In the listing below, find the line with "of the glass" and the line with "the jar mouth". Repeat those two lines and all lines between them exactly.

+++ GIVEN DATA

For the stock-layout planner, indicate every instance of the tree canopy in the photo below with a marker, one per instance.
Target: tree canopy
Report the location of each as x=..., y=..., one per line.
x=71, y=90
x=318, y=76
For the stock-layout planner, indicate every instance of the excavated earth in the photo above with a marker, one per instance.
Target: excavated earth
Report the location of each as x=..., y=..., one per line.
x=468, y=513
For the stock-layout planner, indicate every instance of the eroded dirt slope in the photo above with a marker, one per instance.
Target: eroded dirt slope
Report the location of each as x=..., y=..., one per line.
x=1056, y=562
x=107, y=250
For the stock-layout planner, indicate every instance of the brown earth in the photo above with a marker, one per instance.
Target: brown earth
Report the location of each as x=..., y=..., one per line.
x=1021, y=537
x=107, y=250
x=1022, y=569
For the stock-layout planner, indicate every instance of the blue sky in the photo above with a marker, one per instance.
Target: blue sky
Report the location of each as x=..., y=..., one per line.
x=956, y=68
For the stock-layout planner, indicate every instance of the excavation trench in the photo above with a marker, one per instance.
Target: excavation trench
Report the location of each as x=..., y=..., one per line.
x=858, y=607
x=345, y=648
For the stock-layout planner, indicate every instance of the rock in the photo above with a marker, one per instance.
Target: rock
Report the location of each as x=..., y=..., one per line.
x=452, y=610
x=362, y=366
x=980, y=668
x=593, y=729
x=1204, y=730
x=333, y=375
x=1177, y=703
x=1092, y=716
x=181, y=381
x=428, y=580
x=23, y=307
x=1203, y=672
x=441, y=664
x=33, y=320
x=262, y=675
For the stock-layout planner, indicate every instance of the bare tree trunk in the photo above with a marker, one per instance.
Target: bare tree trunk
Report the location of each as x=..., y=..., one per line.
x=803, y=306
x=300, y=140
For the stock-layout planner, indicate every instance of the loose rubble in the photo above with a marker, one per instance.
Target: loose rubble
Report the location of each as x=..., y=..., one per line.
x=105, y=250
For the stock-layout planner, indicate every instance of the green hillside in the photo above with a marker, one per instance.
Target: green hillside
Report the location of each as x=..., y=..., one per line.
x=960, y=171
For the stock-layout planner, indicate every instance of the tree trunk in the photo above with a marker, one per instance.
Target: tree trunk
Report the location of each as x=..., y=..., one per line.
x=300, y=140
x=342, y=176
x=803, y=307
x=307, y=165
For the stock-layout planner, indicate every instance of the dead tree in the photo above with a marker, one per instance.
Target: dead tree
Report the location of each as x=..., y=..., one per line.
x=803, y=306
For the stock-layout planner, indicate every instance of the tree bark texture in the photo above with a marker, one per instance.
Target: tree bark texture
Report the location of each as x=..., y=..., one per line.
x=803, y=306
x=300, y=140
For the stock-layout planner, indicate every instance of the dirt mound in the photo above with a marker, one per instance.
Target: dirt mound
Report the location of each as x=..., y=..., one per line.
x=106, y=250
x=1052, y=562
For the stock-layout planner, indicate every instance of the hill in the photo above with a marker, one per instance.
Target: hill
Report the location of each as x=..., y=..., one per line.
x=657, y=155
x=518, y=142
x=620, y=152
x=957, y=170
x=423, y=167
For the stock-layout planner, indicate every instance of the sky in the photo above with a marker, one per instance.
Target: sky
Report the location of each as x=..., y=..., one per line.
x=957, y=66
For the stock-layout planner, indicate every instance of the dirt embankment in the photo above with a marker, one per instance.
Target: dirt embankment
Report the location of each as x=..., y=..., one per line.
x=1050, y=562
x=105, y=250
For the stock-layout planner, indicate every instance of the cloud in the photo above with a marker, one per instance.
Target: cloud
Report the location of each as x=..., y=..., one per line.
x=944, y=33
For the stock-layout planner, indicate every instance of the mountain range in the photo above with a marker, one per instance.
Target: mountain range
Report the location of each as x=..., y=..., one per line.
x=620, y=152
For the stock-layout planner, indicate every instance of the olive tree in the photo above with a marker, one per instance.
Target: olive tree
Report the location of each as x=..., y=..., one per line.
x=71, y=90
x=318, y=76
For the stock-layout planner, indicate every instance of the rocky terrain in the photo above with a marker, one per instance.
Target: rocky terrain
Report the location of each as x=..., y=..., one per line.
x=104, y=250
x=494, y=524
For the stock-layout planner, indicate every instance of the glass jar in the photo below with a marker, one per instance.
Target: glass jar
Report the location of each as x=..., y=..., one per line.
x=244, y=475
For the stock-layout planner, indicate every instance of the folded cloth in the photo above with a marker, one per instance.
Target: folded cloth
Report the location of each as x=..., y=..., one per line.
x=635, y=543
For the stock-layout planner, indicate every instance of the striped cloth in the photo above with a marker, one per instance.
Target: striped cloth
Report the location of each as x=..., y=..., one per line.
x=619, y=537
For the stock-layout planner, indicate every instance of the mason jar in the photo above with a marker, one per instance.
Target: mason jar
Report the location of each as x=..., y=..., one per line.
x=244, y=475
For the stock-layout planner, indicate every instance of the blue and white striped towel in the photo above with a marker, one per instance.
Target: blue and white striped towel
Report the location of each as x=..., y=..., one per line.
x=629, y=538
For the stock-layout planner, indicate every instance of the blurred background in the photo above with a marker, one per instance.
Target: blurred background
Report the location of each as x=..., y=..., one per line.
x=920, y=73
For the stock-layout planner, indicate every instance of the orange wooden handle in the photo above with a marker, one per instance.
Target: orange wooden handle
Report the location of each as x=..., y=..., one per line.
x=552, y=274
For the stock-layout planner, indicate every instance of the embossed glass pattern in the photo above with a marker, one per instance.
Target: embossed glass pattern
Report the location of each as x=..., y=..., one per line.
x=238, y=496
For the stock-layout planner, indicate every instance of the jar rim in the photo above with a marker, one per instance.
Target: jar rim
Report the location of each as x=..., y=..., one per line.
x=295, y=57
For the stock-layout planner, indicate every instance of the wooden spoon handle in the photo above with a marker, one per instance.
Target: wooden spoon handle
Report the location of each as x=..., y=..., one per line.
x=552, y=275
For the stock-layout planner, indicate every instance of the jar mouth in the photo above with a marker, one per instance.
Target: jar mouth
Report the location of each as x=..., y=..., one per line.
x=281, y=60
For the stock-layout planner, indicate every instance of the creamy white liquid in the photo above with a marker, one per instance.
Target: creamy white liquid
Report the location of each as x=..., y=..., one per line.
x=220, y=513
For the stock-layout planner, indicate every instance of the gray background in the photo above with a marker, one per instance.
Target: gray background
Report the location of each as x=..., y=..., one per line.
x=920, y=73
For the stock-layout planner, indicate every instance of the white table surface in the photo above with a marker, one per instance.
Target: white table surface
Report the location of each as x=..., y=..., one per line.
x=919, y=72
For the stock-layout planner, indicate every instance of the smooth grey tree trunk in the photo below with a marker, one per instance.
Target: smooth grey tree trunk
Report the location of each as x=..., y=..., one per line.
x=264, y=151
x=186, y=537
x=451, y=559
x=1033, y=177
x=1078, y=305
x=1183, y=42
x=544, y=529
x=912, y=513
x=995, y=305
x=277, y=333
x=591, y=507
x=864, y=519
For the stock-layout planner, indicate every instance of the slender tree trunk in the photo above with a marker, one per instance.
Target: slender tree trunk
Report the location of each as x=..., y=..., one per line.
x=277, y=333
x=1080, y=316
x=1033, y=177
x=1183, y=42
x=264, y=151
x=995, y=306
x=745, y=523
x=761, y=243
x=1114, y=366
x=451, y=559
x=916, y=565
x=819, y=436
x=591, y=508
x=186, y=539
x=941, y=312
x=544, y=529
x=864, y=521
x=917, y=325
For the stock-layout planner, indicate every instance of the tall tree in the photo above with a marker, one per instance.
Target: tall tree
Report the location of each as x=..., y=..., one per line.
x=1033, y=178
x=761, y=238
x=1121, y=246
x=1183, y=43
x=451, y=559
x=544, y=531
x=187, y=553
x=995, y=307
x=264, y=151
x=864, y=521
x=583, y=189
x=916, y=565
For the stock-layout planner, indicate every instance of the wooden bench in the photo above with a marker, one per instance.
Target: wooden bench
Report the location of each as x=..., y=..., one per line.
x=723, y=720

++++++

■ ANSWER AREA:
For the stock-layout planner, indicate every instance of the glass jar in the photo below with a marker, one per instance.
Target: glass jar
Report the location of each as x=..., y=..., one per line.
x=244, y=475
For the stock-layout planner, indicate every instance of the folded cloth in the photo above with a marker, one per instance.
Target: folded cloth
Report the location of each as x=..., y=..., one per line.
x=635, y=543
For the stock-layout planner, indicate every instance of the striped cloth in the photo above with a marker, one per instance.
Target: striped cloth
Report the location of each as x=..., y=..., one per line.
x=619, y=537
For the stock-layout planner, indicate every instance of the mason jar in the photo above with a marker, one per instance.
Target: mason jar
Report the location of each as x=..., y=..., one per line.
x=244, y=475
For the stock-layout planner, indicate every instance of the blue and white striped towel in the photo above with a marker, one per instance.
Target: blue and white striped towel
Report the location of each as x=..., y=..., one per line.
x=629, y=538
For the stock-layout planner, indicate every instance of the blurred background in the photo above with a marker, one per instance.
Target: blurred background
Report the location of each as x=..., y=..., one per line.
x=920, y=73
For the stock-layout planner, indicate every instance of the orange wooden handle in the photo above with a marker, one per instance.
Target: orange wooden handle
Report the location of each as x=..., y=..., one per line.
x=552, y=274
For the stock-layout planner, indicate every instance of the embossed glass pattern in the photo above with a marker, one per instance.
Target: embossed glass pattern
Report the location of each as x=..., y=..., one per line.
x=238, y=496
For the stock-layout planner, indicate every instance of the jar rim in the photo above with a marker, one per instance.
Target: jar rim
Report the location of each as x=..., y=..., one per line.
x=295, y=57
For the stock-layout planner, indicate every instance of the wooden spoon handle in the photo above with a marker, one per instance.
Target: wooden spoon handle
Report the location of each as x=..., y=..., one per line.
x=552, y=275
For the stock-layout planner, indicate every instance of the jar mouth in the photo above with a marker, one per instance.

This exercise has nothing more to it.